## BEGIN TEXT TO READ
Kennedy Receives Florida Hall of Fame Award

By Peter Guinta St Augustin.com Staff Writer
2004

Hall Of Fame Acceptance SpeechTALLAHASSEE, FLA -- Calling 88-year-old Stetson Kennedy a "literary genius" and "social crusader," Florida's Secretary of State Glenda Hood on Wednesday named the world-famous journalist and writer to the Florida Artists Hall of Fame.

"He's a remarkable writer and researcher," Hood said. "He used his art for the betterment of mankind and to aid the fight against racism."

Kennedy, a resident of Lake Beluthahatchee in Northwest St. Johns County, received a trophy and accolades at an outdoor reception across from the Capitol building that drew several hundred artists, historians, friends and admirers. Gov. Jeb Bush and Lt. Gov. Toni Jennings stopped by to congratulate Kennedy.

He was nominated by the Florida Center for the Book, Fort Lauderdale, and chosen from a list of finalists by the Florida Arts Council.

On the floor of the Senate today, state Sen. Tony Hill of Jacksonville will read a proclamation honoring Kennedy.

The man of the hour shook hands, posed for photographs, then thanked Bush and Hood for approving his nomination to the Artists Hall of Fame.

He said, "My wife, Joyce Ann, passed away two years ago. I wish she could be here tonight. This has been a long time getting here, but whatever I did along the way wasn't to get a Hall of Fame award. That never occurred to me, as a matter of fact."









Kennedy said a deal has already been signed to make a movie about his book on the Ku Klux Klan, "The Klan Unmasked."
## END TEXT TO READ
PARTS OF THE EXERCISE:
1 > Reproduce the article on Stetson Kennedy's Hall of Fame award word for word, everything from "By Peter Guinta" down to "Florida Artists Hall of Fame.".
2 > List every Florida state official the article on Stetson Kennedy's award mentions, with the title the article gives each one.
## BEGIN DATASET EXTRACT
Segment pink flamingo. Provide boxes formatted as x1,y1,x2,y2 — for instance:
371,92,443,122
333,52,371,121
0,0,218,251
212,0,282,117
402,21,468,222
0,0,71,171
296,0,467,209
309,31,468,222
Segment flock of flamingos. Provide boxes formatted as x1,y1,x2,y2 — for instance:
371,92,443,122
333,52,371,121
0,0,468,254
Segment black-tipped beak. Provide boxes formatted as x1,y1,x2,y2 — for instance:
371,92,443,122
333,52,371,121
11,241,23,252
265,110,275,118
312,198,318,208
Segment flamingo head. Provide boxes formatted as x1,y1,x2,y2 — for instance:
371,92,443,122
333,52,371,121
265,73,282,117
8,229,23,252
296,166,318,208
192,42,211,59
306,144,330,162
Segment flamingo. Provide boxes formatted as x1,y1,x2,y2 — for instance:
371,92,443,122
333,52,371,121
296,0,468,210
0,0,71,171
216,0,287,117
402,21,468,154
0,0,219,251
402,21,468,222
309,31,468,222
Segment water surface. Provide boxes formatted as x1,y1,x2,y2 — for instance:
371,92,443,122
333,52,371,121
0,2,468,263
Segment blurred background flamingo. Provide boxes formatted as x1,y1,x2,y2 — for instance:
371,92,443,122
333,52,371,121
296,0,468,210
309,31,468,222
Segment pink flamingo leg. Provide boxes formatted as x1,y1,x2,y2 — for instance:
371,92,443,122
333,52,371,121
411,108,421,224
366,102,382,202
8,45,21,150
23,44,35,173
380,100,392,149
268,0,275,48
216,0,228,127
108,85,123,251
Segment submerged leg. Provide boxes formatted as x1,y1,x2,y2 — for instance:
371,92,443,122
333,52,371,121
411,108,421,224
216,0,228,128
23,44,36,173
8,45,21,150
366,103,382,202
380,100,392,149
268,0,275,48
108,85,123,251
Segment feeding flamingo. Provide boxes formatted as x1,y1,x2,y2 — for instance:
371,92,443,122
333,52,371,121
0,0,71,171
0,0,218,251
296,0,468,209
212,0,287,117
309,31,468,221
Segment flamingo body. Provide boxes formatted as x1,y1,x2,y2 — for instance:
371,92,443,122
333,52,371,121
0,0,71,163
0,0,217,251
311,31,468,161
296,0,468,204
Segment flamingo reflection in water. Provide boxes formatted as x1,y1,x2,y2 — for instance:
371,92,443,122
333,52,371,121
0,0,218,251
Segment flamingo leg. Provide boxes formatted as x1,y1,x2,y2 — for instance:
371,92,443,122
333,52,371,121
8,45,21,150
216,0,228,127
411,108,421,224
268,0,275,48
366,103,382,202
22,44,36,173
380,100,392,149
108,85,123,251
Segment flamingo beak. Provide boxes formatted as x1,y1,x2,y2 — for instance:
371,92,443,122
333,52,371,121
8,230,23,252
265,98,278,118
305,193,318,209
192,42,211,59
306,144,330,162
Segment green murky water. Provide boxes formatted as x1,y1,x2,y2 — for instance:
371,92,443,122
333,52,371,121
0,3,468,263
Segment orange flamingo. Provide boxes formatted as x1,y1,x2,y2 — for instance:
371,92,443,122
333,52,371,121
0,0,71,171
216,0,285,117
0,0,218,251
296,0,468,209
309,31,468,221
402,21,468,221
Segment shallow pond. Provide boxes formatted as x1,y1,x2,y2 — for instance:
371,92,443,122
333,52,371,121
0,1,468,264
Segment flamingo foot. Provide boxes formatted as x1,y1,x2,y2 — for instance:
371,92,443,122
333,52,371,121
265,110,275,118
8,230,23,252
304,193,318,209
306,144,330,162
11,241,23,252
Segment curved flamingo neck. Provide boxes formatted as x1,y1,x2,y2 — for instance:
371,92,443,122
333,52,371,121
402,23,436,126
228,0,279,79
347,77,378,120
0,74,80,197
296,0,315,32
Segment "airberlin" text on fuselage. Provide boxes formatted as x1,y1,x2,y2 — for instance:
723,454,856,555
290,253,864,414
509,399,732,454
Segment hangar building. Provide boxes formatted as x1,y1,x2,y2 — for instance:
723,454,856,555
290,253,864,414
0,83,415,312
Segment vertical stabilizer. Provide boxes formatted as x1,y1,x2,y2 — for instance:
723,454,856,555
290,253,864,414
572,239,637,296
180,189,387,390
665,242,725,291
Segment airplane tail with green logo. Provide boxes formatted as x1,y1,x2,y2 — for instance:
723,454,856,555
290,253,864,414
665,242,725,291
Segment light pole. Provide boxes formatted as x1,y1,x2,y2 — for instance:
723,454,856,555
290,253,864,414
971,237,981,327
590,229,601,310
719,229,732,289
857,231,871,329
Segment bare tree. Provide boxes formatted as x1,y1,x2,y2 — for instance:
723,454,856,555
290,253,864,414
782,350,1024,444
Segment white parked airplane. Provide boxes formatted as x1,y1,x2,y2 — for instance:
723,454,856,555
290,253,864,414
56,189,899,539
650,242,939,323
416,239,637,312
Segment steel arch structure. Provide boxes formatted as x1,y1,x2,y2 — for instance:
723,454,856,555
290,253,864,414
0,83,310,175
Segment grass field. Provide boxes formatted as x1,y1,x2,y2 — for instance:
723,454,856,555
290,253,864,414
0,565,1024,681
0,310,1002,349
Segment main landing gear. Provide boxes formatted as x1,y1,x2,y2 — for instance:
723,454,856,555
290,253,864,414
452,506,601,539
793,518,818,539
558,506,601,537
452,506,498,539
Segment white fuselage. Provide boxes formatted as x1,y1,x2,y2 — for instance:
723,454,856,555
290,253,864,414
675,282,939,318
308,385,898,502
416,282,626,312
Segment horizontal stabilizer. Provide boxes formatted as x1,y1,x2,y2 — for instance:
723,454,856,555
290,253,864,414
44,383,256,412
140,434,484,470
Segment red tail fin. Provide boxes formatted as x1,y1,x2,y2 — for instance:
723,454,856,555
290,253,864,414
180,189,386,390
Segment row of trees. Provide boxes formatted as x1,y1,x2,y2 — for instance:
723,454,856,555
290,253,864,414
## END DATASET EXTRACT
ANSWERS FOR THE EXERCISE:
1 >
By Peter Guinta St Augustin.com Staff Writer
2004

Hall Of Fame Acceptance SpeechTALLAHASSEE, FLA -- Calling 88-year-old Stetson Kennedy a "literary genius" and "social crusader," Florida's Secretary of State Glenda Hood on Wednesday named the world-famous journalist and writer to the Florida Artists Hall of Fame.

2 >
- Glenda Hood, Florida's Secretary of State
- Jeb Bush, Governor
- Toni Jennings, Lieutenant Governor
- Tony Hill, state Senator from Jacksonville